*** PROVIDED MATERIAL ***

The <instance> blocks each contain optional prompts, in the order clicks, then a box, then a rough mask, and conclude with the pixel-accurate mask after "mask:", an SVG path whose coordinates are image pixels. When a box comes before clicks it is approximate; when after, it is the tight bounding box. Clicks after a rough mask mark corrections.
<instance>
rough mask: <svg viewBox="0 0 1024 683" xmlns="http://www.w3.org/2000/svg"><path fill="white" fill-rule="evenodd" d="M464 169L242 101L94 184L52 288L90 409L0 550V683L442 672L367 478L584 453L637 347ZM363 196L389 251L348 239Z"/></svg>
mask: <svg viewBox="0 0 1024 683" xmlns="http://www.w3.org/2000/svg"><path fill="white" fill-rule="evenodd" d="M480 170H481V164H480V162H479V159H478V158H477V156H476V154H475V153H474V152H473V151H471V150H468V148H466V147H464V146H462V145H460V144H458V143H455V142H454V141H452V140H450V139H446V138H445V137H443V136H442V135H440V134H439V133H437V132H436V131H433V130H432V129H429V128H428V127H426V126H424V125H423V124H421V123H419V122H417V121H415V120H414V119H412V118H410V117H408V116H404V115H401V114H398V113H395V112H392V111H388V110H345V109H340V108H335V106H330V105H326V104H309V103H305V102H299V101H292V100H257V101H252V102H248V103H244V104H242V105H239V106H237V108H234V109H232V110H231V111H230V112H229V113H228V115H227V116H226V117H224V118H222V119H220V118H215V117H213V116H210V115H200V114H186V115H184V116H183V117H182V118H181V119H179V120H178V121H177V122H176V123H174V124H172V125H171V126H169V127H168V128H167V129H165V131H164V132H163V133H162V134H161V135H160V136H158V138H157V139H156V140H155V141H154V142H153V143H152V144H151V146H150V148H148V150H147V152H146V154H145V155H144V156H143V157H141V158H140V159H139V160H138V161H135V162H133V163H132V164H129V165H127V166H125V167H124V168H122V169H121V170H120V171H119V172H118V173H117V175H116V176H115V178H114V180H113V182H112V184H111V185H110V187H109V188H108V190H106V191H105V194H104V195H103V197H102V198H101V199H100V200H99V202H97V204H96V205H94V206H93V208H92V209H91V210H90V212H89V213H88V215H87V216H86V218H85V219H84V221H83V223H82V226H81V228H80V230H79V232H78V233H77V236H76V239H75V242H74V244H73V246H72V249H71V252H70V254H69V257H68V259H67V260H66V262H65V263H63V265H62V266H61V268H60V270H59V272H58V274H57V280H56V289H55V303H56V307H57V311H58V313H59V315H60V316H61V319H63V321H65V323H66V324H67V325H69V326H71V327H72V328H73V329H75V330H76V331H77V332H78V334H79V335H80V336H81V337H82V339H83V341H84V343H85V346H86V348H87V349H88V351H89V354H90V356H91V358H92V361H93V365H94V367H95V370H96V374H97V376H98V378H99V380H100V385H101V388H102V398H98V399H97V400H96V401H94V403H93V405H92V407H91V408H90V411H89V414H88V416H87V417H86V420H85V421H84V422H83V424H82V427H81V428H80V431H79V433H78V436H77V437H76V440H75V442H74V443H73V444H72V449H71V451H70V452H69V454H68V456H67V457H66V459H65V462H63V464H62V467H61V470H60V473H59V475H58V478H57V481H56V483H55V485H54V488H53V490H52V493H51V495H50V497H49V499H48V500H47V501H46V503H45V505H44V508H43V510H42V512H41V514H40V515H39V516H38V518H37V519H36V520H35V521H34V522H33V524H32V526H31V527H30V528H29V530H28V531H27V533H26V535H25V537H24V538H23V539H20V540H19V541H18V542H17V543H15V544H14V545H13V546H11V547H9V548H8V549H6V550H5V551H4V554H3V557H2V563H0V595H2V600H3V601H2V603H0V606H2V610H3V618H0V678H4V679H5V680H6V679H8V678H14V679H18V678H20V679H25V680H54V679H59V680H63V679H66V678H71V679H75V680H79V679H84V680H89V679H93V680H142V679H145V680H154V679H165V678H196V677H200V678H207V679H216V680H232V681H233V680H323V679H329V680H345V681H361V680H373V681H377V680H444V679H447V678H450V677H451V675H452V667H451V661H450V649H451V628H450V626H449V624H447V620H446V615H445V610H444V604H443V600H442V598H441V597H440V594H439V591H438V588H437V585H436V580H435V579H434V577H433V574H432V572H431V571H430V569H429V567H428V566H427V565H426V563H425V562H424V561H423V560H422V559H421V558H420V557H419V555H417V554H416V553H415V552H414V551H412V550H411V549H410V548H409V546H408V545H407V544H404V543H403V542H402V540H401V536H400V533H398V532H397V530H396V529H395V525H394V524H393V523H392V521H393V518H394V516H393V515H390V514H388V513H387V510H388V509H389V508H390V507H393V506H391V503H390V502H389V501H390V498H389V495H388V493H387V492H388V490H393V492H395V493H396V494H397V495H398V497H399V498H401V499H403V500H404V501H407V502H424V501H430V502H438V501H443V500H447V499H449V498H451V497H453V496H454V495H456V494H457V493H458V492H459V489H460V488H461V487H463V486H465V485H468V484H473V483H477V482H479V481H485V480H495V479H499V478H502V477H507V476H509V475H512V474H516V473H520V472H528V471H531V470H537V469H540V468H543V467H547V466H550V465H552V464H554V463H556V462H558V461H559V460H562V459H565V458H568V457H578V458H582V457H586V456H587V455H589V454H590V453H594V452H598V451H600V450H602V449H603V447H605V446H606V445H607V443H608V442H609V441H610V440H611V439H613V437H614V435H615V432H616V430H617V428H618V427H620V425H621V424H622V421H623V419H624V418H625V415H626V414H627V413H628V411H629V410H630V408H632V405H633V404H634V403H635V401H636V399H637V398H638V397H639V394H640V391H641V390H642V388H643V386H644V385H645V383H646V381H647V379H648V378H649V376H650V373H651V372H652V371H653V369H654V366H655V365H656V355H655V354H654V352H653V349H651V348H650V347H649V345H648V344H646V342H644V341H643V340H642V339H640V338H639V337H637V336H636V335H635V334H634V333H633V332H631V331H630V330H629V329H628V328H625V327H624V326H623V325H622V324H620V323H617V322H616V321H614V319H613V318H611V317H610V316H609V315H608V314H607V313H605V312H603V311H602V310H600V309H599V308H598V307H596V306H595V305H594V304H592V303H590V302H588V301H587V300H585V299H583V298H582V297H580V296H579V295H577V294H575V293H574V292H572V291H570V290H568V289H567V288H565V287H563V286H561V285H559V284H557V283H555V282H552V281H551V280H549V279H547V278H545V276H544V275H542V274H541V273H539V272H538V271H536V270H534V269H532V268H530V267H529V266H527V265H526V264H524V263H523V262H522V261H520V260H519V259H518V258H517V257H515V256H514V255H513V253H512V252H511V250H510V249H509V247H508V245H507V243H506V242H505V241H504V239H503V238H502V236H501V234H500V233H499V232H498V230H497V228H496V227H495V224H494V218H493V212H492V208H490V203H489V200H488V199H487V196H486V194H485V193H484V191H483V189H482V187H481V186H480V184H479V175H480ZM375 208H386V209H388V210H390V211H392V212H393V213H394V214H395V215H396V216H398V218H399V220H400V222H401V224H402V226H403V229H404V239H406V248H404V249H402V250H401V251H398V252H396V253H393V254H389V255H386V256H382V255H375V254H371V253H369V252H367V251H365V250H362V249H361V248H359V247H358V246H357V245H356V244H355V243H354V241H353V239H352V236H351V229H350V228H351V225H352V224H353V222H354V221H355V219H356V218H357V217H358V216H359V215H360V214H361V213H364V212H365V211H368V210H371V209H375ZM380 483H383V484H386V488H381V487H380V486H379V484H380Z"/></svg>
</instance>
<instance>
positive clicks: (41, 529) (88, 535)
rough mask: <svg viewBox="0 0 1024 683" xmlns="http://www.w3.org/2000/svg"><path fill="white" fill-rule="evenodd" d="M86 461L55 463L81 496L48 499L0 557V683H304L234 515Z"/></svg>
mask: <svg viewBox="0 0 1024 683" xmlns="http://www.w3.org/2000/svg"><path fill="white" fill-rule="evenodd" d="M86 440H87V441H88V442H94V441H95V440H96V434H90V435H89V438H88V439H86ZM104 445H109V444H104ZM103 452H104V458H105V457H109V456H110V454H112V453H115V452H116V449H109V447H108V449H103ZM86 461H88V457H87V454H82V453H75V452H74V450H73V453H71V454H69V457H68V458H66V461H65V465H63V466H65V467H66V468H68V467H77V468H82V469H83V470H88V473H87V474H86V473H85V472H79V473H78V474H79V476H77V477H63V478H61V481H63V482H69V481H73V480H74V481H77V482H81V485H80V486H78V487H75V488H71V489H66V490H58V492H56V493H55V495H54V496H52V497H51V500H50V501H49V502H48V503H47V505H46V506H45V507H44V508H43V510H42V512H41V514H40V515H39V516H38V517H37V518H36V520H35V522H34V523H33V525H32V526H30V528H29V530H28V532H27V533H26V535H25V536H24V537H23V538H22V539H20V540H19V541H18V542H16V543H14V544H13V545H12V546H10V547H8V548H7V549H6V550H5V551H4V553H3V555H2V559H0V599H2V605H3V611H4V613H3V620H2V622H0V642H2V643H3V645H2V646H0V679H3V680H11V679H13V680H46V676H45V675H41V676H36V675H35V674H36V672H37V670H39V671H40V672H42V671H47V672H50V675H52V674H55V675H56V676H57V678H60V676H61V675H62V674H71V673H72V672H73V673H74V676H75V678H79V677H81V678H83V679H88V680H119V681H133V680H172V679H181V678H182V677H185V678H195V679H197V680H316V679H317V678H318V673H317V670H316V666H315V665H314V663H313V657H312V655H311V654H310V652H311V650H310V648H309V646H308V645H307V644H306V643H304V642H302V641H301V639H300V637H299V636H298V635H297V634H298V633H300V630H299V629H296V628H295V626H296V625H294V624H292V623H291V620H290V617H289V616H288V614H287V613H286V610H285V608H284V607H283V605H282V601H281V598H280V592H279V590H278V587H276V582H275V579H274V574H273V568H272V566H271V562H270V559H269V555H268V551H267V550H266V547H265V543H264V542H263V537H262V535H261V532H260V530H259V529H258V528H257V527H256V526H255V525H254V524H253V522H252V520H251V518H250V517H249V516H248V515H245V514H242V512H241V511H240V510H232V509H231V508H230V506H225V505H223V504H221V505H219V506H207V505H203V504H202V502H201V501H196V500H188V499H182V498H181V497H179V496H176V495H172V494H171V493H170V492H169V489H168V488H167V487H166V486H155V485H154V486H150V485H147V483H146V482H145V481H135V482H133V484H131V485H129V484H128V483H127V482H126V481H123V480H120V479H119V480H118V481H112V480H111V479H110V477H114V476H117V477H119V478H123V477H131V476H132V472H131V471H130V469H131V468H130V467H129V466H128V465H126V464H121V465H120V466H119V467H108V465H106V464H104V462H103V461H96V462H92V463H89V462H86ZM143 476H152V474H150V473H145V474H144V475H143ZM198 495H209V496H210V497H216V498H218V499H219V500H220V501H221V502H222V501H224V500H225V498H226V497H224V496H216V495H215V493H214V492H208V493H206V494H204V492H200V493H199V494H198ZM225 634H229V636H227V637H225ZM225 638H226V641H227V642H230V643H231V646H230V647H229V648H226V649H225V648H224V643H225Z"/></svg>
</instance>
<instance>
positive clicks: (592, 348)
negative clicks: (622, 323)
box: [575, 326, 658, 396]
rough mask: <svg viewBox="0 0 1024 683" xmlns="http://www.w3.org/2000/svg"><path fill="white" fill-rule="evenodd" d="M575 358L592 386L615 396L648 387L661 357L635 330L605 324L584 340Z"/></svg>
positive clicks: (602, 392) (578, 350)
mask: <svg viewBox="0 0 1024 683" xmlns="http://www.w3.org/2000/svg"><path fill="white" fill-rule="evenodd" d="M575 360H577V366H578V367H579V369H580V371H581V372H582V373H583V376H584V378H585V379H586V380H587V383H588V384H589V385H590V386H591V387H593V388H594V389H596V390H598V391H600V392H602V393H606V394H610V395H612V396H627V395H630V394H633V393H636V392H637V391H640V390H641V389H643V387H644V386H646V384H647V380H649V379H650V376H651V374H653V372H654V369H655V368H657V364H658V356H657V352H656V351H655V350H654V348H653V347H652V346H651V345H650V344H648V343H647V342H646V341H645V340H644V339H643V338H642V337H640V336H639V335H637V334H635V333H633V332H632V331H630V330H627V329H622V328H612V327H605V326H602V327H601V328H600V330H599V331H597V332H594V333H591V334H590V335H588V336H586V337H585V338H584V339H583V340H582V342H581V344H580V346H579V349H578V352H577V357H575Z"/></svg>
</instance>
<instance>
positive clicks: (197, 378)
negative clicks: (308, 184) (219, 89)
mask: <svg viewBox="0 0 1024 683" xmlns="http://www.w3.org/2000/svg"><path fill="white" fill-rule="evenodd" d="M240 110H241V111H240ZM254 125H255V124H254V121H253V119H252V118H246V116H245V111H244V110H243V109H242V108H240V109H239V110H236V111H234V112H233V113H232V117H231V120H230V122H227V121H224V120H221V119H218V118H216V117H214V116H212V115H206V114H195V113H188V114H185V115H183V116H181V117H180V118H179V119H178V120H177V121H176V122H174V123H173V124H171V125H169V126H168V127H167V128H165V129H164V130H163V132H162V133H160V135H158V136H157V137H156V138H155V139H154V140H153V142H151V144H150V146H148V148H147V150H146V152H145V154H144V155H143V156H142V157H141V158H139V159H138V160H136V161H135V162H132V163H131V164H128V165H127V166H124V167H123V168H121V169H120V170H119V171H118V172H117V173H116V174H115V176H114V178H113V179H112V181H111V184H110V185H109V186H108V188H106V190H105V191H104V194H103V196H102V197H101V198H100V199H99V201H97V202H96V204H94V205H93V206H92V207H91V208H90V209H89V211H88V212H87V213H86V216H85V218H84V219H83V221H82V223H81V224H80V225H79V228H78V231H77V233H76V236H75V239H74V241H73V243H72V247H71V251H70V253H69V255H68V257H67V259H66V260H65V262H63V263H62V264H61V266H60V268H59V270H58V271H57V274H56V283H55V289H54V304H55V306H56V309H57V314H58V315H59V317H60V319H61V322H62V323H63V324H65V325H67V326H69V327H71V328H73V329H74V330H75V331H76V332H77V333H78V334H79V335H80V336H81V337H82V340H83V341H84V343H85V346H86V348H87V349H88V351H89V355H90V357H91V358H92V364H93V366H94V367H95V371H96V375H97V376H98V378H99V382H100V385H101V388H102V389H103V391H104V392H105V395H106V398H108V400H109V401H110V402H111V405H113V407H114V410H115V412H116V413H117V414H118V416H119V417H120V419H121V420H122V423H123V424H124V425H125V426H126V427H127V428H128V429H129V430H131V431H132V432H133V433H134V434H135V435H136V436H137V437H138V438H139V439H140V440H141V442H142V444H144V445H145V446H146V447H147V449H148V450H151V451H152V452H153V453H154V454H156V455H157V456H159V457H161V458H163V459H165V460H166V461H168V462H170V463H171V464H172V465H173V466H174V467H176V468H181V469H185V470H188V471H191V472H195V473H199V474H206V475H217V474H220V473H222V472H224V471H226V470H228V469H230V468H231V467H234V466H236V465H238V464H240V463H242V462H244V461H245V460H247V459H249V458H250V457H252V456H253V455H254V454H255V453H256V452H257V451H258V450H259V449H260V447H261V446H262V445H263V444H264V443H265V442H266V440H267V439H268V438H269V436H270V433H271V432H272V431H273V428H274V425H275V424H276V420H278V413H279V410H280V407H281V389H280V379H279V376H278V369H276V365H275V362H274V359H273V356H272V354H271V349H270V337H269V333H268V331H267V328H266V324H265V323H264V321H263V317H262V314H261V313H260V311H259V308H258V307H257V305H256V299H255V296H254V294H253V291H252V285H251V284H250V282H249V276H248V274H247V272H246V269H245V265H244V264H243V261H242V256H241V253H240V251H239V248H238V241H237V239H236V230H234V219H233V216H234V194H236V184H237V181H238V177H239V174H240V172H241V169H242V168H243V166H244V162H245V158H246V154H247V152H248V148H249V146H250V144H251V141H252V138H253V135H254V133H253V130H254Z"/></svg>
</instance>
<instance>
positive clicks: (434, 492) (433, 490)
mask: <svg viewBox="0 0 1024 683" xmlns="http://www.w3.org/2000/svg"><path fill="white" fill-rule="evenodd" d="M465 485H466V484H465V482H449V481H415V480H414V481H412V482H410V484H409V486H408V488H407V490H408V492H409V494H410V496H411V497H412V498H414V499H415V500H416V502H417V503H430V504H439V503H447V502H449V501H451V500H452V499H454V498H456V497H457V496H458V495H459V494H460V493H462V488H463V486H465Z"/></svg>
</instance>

*** End of PROVIDED MATERIAL ***

§ **EXERCISE BRIEF**: Show each line from the material above where the string "negative" can be found.

§ **EXERCISE ANSWER**:
negative clicks: (622, 323)
negative clicks: (308, 184) (219, 89)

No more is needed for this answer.